╔══

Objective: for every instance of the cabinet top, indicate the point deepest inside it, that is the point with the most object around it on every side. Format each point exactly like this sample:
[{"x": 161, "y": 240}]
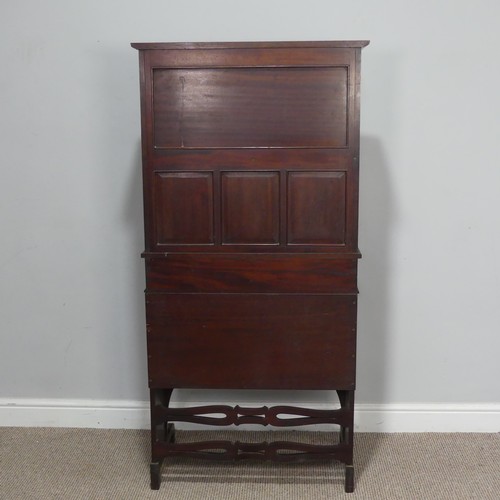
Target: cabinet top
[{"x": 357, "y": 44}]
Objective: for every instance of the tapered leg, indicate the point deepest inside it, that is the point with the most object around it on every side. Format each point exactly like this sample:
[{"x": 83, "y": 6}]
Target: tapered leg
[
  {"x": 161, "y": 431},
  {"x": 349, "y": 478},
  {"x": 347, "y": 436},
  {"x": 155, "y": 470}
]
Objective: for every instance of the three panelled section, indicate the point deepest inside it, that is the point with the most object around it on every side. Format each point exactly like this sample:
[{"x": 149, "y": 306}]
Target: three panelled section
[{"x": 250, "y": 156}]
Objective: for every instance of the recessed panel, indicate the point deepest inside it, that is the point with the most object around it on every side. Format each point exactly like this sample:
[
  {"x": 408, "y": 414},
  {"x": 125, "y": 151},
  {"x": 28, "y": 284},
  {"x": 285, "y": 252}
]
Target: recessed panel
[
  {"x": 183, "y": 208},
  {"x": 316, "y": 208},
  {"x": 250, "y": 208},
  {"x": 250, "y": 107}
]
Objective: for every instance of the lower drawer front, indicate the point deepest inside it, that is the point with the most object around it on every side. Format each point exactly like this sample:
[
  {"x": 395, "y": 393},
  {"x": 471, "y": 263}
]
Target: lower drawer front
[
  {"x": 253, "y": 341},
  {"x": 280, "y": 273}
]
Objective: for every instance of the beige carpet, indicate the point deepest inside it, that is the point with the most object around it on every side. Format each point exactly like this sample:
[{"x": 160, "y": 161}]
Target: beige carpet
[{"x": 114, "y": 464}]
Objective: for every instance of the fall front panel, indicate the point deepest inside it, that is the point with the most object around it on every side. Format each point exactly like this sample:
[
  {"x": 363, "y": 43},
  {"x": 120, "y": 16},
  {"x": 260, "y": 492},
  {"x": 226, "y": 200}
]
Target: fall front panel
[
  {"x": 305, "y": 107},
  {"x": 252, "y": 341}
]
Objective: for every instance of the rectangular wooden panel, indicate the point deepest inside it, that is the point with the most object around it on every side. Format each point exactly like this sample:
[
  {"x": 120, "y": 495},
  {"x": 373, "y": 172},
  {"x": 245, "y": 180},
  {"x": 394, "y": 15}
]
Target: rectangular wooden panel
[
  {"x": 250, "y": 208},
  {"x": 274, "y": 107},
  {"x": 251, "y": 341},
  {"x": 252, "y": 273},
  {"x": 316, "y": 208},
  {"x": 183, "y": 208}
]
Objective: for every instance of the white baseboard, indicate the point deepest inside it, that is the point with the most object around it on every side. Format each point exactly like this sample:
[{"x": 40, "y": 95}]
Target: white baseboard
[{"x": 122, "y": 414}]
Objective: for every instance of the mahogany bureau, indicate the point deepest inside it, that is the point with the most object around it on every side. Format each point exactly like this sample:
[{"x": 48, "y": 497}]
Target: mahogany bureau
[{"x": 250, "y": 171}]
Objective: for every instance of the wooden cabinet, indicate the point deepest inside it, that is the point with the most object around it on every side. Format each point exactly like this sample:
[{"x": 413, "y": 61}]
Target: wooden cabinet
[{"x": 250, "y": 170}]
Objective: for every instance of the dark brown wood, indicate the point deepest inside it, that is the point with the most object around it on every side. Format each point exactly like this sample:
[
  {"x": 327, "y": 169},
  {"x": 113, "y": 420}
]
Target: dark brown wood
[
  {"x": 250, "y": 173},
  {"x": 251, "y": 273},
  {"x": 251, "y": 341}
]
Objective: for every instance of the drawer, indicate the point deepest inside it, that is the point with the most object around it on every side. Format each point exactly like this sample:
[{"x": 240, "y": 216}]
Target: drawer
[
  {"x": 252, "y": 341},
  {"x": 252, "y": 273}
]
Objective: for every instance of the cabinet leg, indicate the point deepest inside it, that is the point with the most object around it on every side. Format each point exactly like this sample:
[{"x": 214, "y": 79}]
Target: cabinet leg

╚══

# The problem:
Send back every line above exactly, skipping all pictures.

# Solution to this exercise:
Objective: for every instance of the cabinet top, indicate the point deepest inside it, that is the point with the most object around it on every side. Format each point exactly like this sample:
[{"x": 161, "y": 240}]
Target: cabinet top
[{"x": 357, "y": 44}]
Objective: for every instance of the tapered leg, indicate the point deepest inside it, that is the point with the most object around it on every side. Format each point exactly like this sample:
[{"x": 83, "y": 6}]
Target: tapered leg
[
  {"x": 161, "y": 431},
  {"x": 349, "y": 478},
  {"x": 347, "y": 436},
  {"x": 155, "y": 470}
]
Objective: for every instance of the three panelled section, indicate the point deepest inside it, that is the point with the most object around it on every side. Format each point exactly like this sample:
[{"x": 149, "y": 306}]
Target: three panelled section
[{"x": 250, "y": 156}]
Objective: for every instance of the recessed panel, indicate the point deepest inside it, that is the point with the most object around it on every side. Format each point exactly like this sample:
[
  {"x": 408, "y": 414},
  {"x": 125, "y": 151},
  {"x": 28, "y": 284},
  {"x": 285, "y": 252}
]
Target: recessed panel
[
  {"x": 183, "y": 208},
  {"x": 316, "y": 208},
  {"x": 250, "y": 208},
  {"x": 250, "y": 107}
]
Objective: for every instance of the lower drawer front, indicate the point deepest inside it, that is the point with the most object around it on every side. Format each point exactly like this sample:
[
  {"x": 395, "y": 393},
  {"x": 471, "y": 263}
]
Target: lower drawer front
[
  {"x": 253, "y": 341},
  {"x": 280, "y": 273}
]
Objective: for every instance of the beige carpet, indicate the point deepest inside it, that is the point with the most object around it on every side. Format each point exactly like this sample:
[{"x": 160, "y": 161}]
Target: beige carpet
[{"x": 114, "y": 464}]
Objective: for every instance of the fall front panel, indicate the point deepest inside it, that is the point with the most object around it on every side. Format each point exactly like this sample:
[
  {"x": 363, "y": 43},
  {"x": 120, "y": 16},
  {"x": 260, "y": 492},
  {"x": 226, "y": 200}
]
Target: fall front panel
[
  {"x": 305, "y": 107},
  {"x": 252, "y": 341}
]
Objective: for every instance of the rectangular wooden panel, indicate the point deepest inside it, that is the point with the most object around it on every side. Format each point exactly like this sample:
[
  {"x": 120, "y": 495},
  {"x": 373, "y": 172},
  {"x": 245, "y": 180},
  {"x": 394, "y": 15}
]
Target: rectangular wooden panel
[
  {"x": 250, "y": 208},
  {"x": 274, "y": 107},
  {"x": 251, "y": 341},
  {"x": 252, "y": 273},
  {"x": 316, "y": 208},
  {"x": 183, "y": 208}
]
Objective: for every instance of the white baseboard, indicate the point deepest inside it, that is the point with the most object around it on every side. Format each point exactly like this sample:
[{"x": 40, "y": 95}]
Target: white baseboard
[{"x": 122, "y": 414}]
Objective: for every instance of the mahogany bureau, indicate the point deepest inside it, that is the point with the most object around it on every side. Format each point exactly like this sample:
[{"x": 48, "y": 497}]
Target: mahogany bureau
[{"x": 250, "y": 171}]
Objective: for every instance of the wooden cabinet, indicate the point deepest inside it, that is the point with the most object around it on every side. Format each point exactly like this sample:
[{"x": 413, "y": 61}]
Target: wooden cabinet
[{"x": 250, "y": 170}]
Objective: for every instance of the dark brown wood, indicate the point deepest inside it, that is the point with the most object around it on every side. Format each point exactly like this sample:
[
  {"x": 327, "y": 169},
  {"x": 113, "y": 420}
]
Target: dark brown wood
[
  {"x": 250, "y": 173},
  {"x": 251, "y": 273},
  {"x": 251, "y": 341}
]
Objective: for every instance of the drawer, indicate the point deepest inside it, that is the point with the most object around it on every side. Format each point exactly like this sample:
[{"x": 240, "y": 216}]
Target: drawer
[
  {"x": 252, "y": 341},
  {"x": 252, "y": 273}
]
Objective: for every instance of the cabinet leg, indicate the point deepest inside it, that is the point with the most object around it on every side. Format each point exactly like this sample:
[{"x": 214, "y": 79}]
Target: cabinet leg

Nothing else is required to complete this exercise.